CONSIGNES:
(A) Dans le texte sur la sécurité à IDRIS, relevez les composantes de l'environnement de calcul scientifique énumérées entre parenthèses.
(B) Indiquez si chacune de ces affirmations concorde avec le texte sur la sécurité à IDRIS : (i) IDRIS filtre les adresses IP des machines qui se connectent à ses supercalculateurs ; (ii) la communauté des utilisateurs a déjà commis des actions malveillantes ; (iii) l'absence de données sensibles justifie un certain relâchement.
(C) Poursuivez le texte sur la sécurité à IDRIS à partir de l'endroit où il s'arrête.

EXTRAIT CHOISI:
# # # #
L'unicité et la qualité de l'environnement de calcul scientifique d'IDRIS (quatre supercalculateurs de grande qualité, une diversité de serveurs, des moyens de stockage des données très performants) nécessitent une protection toute particulière. Par ailleurs, IDRIS doit s'astreindre à maintenir un très haut niveau de souplesse et d'ouverture car il est indispensable de ne pas entraver l'efficacité du travail des utilisateurs scientifiques. Mais IDRIS doit aussi renforcer son dispositif de sécurité physique et informatique pour se mettre en conformité avec les normes de protection d'un outil national de production de science.
Il est évident que cette évolution nous a conduit à une réflexion très approfondie sur la sécurité informatique en raison de notre grande ouverture à l'ensemble de la communauté scientifique via RENATER. À ce propos, je vous renvoie à l'éditorial de Christian Michau, dans le précédent numéro, plus que pertinent sur le sujet et qui mérite plusieurs relectures.
La sécurité informatique est l'affaire de tous. IDRIS peut y réfléchir à l'infini et continuer à filtrer les adresses IP des machines qui se connectent à ses supercalculateurs, leur nombre devenant de plus en plus important (plusieurs centaines à ce jour). IDRIS a le devoir d'assurer sa propre sécurité informatique et celle d'un vaste réseau national de machines de tous types. Nul n'ignore que la santé et la robustesse d'un système complexe résident dans son point faible.
Nous ne parviendrons jamais à atteindre le niveau de sécurité requis (qui intéresserait au plus haut point quelques partenaires industriels) sans l'aide active de nos utilisateurs. Cette communauté n'a jamais eu et n'aura jamais d'actions malveillantes, mais elle s'abandonne quelquefois à une certaine légèreté. Des identifiants de session sont encore "prêtés" à des thésards ou à des visiteurs pour éviter des tracasseries administratives. Des chercheurs ou autres quittent les laboratoires sans que nous en soyons informés. Cas habituels qui génèrent d'éventuelles défaillances dans notre système de sécurité et doivent être proscrits.
Sommes-nous trop exigeants ? Je ne le crois pas. Le fait de ne pas disposer de données sensibles ne justifie aucunement la négligence. La perte ou la détérioration des données représentant des mois - voire des années - de travail sur nos supercalculateurs aurait des conséquences catastrophiques pour la recherche.
Nous espérons donc vivement que la communauté des utilisateurs comprenne très vite notre souci de sécurité pour l'intégrer à sa démarche quotidienne et assurer ainsi la pérennité d'un outil de travail jugé incontournable.
V. Alessandrini
Directeur de l'Institut du Développement et
des
Ressources en Informatique Scientifique (IDRIS)
# # # #
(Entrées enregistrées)

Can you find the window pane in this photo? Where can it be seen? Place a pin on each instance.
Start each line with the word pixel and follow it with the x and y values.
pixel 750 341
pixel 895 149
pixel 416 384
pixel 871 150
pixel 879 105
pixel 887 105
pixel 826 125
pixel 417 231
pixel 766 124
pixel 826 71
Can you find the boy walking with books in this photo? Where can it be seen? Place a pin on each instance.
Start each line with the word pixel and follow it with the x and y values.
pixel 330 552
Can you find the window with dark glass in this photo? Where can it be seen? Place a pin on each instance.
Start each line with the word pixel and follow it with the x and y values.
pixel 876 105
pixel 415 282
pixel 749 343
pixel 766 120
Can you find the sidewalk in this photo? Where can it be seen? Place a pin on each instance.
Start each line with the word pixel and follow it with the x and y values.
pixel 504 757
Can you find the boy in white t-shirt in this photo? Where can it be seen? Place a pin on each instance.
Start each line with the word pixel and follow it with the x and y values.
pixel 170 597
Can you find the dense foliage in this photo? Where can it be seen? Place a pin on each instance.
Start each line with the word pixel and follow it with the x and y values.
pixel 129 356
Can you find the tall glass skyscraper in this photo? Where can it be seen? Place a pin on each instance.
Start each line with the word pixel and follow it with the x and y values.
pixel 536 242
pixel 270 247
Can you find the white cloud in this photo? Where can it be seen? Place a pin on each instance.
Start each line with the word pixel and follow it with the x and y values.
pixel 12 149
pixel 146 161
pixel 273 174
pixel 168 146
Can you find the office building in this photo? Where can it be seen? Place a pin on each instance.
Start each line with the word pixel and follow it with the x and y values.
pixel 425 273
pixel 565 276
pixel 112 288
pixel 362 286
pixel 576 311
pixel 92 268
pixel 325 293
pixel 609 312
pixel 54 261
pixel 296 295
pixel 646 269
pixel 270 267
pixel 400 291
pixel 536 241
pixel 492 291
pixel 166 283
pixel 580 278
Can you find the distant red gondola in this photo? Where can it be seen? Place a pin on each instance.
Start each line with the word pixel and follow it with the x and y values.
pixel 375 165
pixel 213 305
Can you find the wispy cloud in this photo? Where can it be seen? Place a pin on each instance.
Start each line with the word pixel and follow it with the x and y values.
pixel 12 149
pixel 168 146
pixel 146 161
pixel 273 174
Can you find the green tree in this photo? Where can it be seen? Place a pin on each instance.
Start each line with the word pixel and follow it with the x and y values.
# # # #
RÉPONSES FINALES:
(A)
- quatre supercalculateurs de grande qualité
- une diversité de serveurs
- des moyens de stockage des données très performants

(B)
(i) Oui : « continuer à filtrer les adresses IP des machines qui se connectent à ses supercalculateurs ».
(ii) Non : « Cette communauté n'a jamais eu et n'aura jamais d'actions malveillantes ».
(iii) Non : « Le fait de ne pas disposer de données sensibles ne justifie aucunement la négligence. »

(C)
Ce que sauvegarder veut dire ! |
Un brillant étudiant - on l'appellera Christian Martin pour la petite histoire - devait présenter sa thèse dans quelques semaines. Trois ans d'un dur et passionnant travail ; des jours, des soirées, des week-ends passés en tête à tête avec son ordinateur, surtout depuis qu'il "rédige" ; Maintenant, c'était presque fini. Bientôt, il sera diplômé et pourra, espère-t-il, se présenter aux concours du printemps prochain. Plus que quelques corrections - du pinaillage - pour satisfaire les examinateurs. Tout est enregistré sur le disque dur : les six chapitres et les annexes, des courriers électroniques importants - avis, critiques, commentaires sur la thèse sollicités auprès de personnalités, contacts pour un post-doc, encouragements et recommandations -, les programmes, les calculs et les résultats soigneusement classés. Trois ans de travail. Christian Martin est très prudent : "Je fais une sauvegarde partielle de mon disque tous les soirs, et, tous les vendredis, une sauvegarde générale". Il a deux jeux de bandes en permanence, qu'il range soigneusement dans son tiroir fermé à clé : "Ce serait trop bête si, en cas de panne, je ne pouvais pas relire une bande !". Il est satisfait de lui : "Combien parmi mes condisciples en font autant ?".
Et pourtant... Un matin, quand il est arrivé à son laboratoire, on avait volé son ordinateur et forcé les tiroirs de son bureau. Les bandes avaient disparu.
Son voleur n'était probablement intéressé que par le matériel et n'avait pris les bandes que par vice. Mais pour lui "c'est la totale !".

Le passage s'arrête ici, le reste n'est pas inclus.